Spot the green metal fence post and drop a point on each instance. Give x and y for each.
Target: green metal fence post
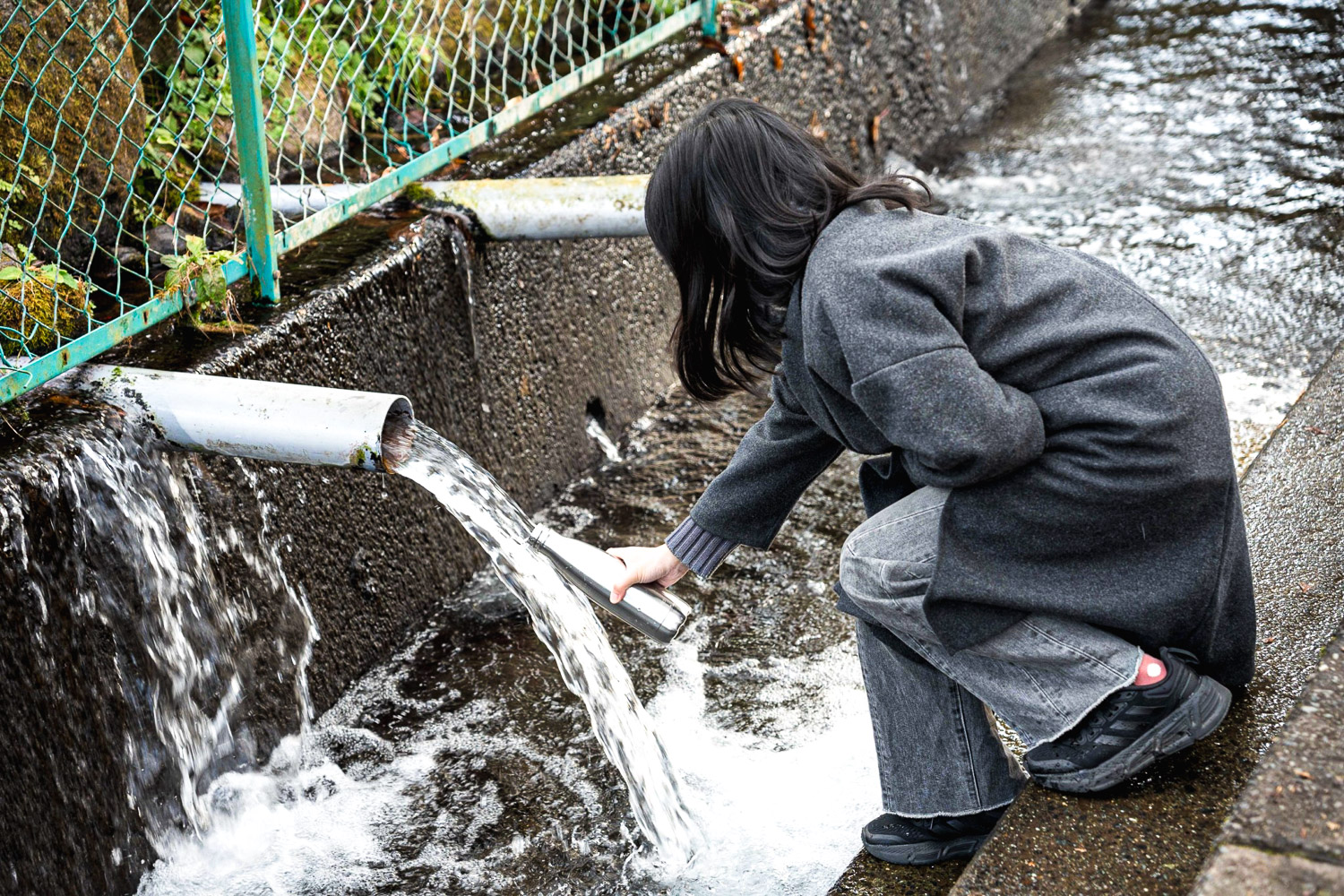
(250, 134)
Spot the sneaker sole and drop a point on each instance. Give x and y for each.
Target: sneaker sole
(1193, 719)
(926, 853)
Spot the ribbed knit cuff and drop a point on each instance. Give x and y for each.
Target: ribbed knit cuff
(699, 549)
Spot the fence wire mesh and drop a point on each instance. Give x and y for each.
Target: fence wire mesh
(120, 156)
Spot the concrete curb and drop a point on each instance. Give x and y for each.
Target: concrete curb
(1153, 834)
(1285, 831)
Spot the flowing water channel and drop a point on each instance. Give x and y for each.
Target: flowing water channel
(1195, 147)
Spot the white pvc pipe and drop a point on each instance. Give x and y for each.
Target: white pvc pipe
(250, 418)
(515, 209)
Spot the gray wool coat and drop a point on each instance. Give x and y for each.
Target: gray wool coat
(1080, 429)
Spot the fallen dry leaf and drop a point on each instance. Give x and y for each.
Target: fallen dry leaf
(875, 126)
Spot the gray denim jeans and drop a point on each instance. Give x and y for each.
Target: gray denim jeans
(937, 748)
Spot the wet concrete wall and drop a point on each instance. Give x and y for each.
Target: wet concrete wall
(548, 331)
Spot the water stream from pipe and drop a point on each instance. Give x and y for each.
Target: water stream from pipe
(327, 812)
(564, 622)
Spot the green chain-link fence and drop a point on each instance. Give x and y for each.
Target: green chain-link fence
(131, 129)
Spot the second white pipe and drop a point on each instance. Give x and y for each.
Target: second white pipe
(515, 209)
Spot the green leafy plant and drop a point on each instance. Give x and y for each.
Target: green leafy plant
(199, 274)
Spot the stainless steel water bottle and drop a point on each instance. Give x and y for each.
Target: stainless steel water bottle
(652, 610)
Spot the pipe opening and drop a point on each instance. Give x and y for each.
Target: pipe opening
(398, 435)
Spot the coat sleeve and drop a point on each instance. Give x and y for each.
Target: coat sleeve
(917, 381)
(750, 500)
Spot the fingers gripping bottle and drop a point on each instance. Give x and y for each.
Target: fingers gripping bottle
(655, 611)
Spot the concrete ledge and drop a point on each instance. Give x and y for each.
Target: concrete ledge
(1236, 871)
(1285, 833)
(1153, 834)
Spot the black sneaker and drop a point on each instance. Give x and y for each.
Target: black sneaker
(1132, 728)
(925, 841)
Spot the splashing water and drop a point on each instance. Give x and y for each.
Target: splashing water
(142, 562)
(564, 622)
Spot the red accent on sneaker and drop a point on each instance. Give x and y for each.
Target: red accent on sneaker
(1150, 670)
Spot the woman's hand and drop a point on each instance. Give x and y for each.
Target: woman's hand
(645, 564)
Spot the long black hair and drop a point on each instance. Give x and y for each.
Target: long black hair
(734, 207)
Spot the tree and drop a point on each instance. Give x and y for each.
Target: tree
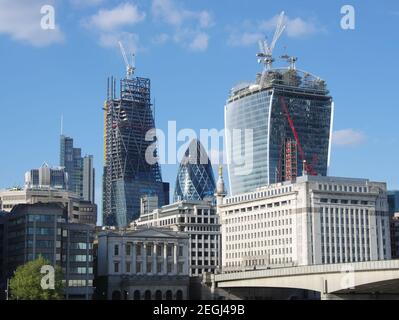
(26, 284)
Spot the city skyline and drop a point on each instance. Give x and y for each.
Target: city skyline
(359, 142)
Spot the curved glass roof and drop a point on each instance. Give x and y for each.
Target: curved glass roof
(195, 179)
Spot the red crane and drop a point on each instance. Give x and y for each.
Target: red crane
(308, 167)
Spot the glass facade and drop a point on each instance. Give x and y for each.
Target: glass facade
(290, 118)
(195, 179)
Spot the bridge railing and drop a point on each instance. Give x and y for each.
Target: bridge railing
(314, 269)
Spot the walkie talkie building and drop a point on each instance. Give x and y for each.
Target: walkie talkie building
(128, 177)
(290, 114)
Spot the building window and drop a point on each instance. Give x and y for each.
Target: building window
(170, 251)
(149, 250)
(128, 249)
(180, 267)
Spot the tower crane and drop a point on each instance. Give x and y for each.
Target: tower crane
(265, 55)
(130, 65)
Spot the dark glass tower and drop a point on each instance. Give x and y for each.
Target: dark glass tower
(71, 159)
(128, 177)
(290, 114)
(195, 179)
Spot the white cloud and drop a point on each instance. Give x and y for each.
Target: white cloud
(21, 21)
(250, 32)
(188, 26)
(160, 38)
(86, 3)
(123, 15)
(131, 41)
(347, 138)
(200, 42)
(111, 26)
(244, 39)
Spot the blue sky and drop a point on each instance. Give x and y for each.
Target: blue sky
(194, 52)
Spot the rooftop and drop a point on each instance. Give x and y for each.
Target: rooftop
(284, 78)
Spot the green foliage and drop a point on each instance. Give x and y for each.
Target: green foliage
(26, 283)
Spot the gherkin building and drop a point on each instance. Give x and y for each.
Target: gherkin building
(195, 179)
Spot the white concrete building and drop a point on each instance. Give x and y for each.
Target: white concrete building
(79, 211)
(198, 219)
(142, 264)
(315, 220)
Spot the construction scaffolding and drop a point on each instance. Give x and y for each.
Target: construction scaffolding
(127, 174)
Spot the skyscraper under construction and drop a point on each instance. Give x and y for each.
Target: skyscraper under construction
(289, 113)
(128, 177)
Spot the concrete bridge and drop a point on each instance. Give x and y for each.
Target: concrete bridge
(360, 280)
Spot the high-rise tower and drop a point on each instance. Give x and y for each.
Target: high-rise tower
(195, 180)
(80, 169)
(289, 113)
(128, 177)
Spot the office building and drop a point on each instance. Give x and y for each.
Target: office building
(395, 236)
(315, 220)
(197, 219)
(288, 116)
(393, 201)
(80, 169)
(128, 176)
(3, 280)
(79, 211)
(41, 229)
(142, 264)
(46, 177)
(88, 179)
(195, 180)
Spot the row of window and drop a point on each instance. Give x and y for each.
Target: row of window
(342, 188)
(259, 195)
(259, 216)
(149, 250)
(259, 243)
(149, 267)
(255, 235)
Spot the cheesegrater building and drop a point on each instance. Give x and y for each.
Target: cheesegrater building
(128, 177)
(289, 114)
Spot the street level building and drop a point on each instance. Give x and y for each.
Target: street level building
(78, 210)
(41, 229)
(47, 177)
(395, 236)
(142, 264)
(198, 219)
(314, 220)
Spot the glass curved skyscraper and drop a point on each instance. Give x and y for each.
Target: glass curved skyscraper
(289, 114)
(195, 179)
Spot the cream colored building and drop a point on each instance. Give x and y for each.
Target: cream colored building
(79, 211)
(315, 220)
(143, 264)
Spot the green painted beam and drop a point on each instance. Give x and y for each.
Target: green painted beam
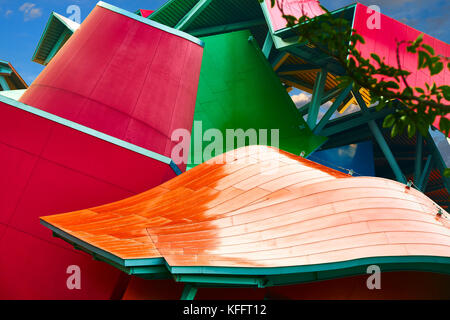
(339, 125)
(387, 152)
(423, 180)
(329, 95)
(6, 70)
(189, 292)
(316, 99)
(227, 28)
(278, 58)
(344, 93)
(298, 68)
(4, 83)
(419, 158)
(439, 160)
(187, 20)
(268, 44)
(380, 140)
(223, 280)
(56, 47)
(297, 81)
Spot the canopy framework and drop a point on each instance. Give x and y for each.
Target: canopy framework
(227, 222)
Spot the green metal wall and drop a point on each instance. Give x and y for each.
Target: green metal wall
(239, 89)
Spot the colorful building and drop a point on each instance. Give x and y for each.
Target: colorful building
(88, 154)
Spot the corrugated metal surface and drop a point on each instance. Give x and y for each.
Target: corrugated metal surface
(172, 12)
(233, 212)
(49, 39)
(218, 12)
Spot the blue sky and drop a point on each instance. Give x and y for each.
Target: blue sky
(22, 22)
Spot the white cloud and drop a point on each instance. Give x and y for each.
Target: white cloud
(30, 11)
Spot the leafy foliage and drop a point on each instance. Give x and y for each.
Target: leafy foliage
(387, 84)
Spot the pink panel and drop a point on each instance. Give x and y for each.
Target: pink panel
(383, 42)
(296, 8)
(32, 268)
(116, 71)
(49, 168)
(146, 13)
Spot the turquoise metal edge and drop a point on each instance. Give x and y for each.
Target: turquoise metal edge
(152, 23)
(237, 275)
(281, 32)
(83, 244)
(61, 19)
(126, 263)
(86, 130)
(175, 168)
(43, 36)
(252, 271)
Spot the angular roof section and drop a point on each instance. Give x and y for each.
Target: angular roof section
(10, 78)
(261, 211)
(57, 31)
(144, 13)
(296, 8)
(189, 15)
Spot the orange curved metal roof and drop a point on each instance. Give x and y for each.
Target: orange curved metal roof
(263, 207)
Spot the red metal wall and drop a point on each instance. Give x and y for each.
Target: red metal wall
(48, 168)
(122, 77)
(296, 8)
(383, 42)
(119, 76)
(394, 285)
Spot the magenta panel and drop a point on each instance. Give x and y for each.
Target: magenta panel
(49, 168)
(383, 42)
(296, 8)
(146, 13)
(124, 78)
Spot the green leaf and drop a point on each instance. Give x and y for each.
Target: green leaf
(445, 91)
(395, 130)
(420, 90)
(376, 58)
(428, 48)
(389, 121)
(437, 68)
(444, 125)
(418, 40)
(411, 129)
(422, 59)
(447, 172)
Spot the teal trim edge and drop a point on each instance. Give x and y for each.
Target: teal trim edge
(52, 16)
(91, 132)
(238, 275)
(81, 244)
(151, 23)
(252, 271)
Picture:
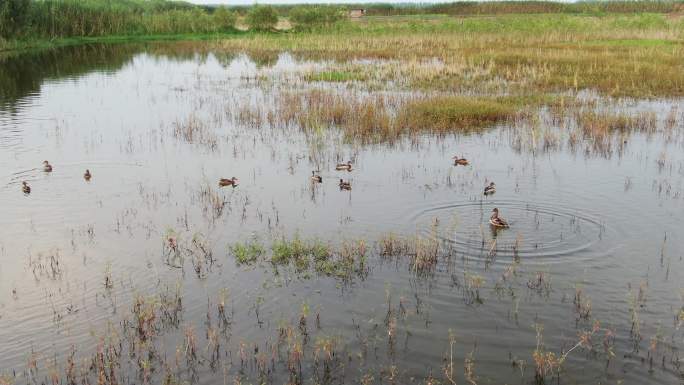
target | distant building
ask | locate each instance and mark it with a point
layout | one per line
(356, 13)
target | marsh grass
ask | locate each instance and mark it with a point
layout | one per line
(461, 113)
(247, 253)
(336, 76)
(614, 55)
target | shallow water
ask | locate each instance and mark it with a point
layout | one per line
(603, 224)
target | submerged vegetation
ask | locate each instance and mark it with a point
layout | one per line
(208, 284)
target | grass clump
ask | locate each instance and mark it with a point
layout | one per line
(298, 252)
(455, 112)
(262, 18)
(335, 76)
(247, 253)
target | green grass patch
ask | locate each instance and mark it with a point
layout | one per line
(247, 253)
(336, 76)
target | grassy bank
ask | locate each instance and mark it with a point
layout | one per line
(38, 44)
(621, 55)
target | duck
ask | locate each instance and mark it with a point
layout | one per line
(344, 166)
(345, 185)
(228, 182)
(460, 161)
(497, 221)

Required task: Please recast the material from its start through the line containing "(1285, 831)", both ends included, as a two-column CSV with the headers request and answer. Give one row per request, put each in a single quoted field with line breaks turned into spaces, and leave out the pictures.

Answer for the task:
request,answer
"Spot the green metal fence post and drop a point on each instance. Give x and y for each. Target: green metal fence post","(250, 134)"
"Spot the sneaker sole and drop a point on each instance. Give x and y for each. Target: sneaker sole","(1193, 719) (926, 853)"
"Spot the ribbed knit cuff and drop a point on each instance. Give x and y for each. Target: ribbed knit cuff","(699, 549)"
"Spot the fence wire mesh and drop a point on each instance. Give x and y for each. Target: fence wire mesh","(120, 156)"
"Spot the concrete curb and drop a point on each instance. Give x and y for each. Target: concrete curb","(1153, 834) (1285, 831)"